***** GIVEN RECORDS *****

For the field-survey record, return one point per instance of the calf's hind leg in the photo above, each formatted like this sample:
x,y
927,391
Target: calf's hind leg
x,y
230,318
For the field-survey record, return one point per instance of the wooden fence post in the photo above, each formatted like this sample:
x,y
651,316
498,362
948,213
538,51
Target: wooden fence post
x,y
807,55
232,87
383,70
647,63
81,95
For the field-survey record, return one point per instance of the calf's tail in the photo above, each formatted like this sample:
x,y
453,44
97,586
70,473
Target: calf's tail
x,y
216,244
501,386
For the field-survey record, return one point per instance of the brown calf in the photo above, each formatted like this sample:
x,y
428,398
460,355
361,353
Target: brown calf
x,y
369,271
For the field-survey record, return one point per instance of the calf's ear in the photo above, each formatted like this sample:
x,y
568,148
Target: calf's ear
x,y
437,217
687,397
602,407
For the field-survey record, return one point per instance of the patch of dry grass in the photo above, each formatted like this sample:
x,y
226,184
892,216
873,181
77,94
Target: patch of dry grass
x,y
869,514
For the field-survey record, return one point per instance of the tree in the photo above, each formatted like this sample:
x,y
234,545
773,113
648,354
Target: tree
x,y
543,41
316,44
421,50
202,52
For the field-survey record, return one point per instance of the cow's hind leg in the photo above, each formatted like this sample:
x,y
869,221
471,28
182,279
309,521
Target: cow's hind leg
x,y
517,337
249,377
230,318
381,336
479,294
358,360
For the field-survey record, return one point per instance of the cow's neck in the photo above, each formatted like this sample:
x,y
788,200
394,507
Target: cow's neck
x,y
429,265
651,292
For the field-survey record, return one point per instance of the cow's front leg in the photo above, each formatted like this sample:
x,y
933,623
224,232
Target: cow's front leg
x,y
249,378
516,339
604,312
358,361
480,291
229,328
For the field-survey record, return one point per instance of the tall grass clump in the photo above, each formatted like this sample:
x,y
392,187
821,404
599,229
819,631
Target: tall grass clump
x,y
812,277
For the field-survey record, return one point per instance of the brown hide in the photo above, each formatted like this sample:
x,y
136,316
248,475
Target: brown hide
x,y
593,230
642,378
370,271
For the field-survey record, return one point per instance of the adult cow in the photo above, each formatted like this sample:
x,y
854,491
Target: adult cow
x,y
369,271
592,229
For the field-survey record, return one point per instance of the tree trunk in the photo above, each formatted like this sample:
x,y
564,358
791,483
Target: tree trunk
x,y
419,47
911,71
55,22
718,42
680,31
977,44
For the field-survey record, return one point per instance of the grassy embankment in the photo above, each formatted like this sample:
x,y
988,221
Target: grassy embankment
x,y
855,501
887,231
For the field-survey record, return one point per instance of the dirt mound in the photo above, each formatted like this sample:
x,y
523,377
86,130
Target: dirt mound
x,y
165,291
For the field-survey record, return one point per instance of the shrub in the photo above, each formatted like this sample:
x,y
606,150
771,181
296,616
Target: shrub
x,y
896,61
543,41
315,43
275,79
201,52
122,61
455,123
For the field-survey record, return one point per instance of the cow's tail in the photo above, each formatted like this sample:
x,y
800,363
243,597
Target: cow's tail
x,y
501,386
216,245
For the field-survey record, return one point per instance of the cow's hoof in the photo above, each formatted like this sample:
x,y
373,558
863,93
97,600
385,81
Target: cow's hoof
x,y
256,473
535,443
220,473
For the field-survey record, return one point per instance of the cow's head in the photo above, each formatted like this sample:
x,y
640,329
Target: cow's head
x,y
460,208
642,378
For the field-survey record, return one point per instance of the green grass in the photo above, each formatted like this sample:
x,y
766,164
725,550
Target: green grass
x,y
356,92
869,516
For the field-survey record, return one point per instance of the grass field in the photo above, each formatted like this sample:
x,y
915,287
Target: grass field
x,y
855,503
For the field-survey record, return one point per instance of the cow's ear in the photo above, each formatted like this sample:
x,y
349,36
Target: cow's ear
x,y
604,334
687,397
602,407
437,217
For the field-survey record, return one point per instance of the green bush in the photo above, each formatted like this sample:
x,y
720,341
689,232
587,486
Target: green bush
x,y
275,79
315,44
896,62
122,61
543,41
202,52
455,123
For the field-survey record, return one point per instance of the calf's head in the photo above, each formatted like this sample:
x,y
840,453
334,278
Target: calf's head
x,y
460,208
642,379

*****

▸ **EXERCISE REQUIREMENTS**: Give back the data above exactly, so that every line matches.

▸ **RESPONSE FOR THIS EXERCISE**:
For the field-survey record, return one point per instance of the calf's hind leg in the photo above, each formatted like this sample:
x,y
927,391
Target: calf's hind leg
x,y
230,318
For the field-survey record, return one point per instance of the wooden fence post in the photo above, each formatted like this sample:
x,y
651,316
498,362
948,213
538,51
Target: wooden fence post
x,y
807,55
232,87
383,70
647,63
81,95
For the field-survey record, return one point per instance of the calf's tail in the photo above, each formatted like this sample:
x,y
453,44
97,586
70,473
Target: calf's tail
x,y
216,244
501,386
For the field-survey record, return one point per instance of the brown calf in the photo above, each formatted like this sample:
x,y
428,398
460,355
361,353
Target: brown calf
x,y
369,271
For the field-survey record, return one point per instance of the calf's ear in the photo above, each formatted like this sample:
x,y
568,148
Target: calf's ear
x,y
437,217
687,397
602,407
For the field-survey record, return one point per instance of the patch of dry grass in the photo above, each formatted like this sample:
x,y
226,184
892,216
873,181
77,94
Target: patch of dry grass
x,y
869,514
For the field-survey record, return one point per instance of the tree in the photo above, each formatted like this sample:
x,y
234,545
773,113
648,354
Target: tree
x,y
543,41
316,44
421,50
202,52
For the field-survey record, return one point per instance of the cow's hind leg in the photo above, each formatted like this sample:
x,y
869,221
471,28
182,279
309,521
Target: cow's hind leg
x,y
517,337
249,377
230,318
381,336
479,294
358,360
For the field-survey record, return one point per instance of the cow's neck in the photo above, each formatted like this sample:
x,y
788,200
394,507
Target: cow's neck
x,y
429,265
651,292
For the field-survey record, return one point per instance of the cow's front leg in the photo above, each formatted like this sample:
x,y
933,623
224,232
Target: cow's front leg
x,y
249,378
516,339
604,312
358,361
480,291
229,328
For the field-survey record, return one point per instance of the tall grass clump in the photo above, each formatted like this sample:
x,y
392,187
821,404
599,229
819,631
Target: tall grass clump
x,y
812,277
For the field-survey record, return one point per instance of the brown hide in the photo above, each formatted like this sample:
x,y
136,316
248,475
Target: brown hide
x,y
593,230
642,378
370,271
For the field-survey record, return one point per instance of the adult cow in the photo above, each formatted like this sample:
x,y
854,491
Target: adult cow
x,y
369,271
592,229
For the field-survey record, return one point per instance of the tree trunk in the photo above, each formatted like this sample:
x,y
564,358
791,483
Target: tree trunk
x,y
419,47
911,71
55,22
718,42
680,31
977,44
For the field-survey record, return one point per instance of the grassy embankment in the photo above, each formatted like this sample:
x,y
988,221
Target: grassy embankment
x,y
855,501
887,231
For the field-survey record, return one point per instance of the dirt mound in the photo above, each formatted like this sample:
x,y
523,377
86,130
Target: dirt mound
x,y
165,291
For the field-survey record, return one point per instance of the shrub in the photo above, each formatted like this sample:
x,y
606,150
771,181
296,616
Target: shrub
x,y
896,61
543,41
315,43
275,79
201,52
122,61
455,123
For the field-survey record, return one point per instance of the cow's tail in the photo above, each formatted like this sample:
x,y
800,363
243,597
Target: cow's tail
x,y
501,386
216,245
For the field-survey record, return one point per instance of the cow's hoof in the photo above, each formatted like this sample:
x,y
373,558
863,93
97,600
385,81
Target: cow's hoof
x,y
256,473
535,443
220,473
For the field-survey record, return one point per instance of the cow's head in the photo above, each formatted like this sample:
x,y
640,329
Target: cow's head
x,y
460,208
642,378
For the field-survey record, return one point per instance of the green grass in the photo above, each formatted like this sample:
x,y
766,164
725,550
Target: green grass
x,y
356,92
869,516
For the field-survey record, return one point per instance of the grass field in the photo above, each formatted like this sample:
x,y
915,287
Target: grass field
x,y
855,503
For the field-survey record, return one point per instance of the cow's ear in the photo above, each formatted like this sample:
x,y
349,36
Target: cow's ear
x,y
604,334
687,397
602,407
437,217
For the field-survey record, return one point per instance of the green bush in the photo above, each formatted like this sample:
x,y
720,341
689,232
587,486
Target: green bush
x,y
275,79
315,44
896,62
122,61
543,41
202,52
455,123
For the field-survey record, return one point per instance of the calf's head in the photo above, each formatted like this sample:
x,y
840,453
334,278
Target: calf's head
x,y
460,208
642,379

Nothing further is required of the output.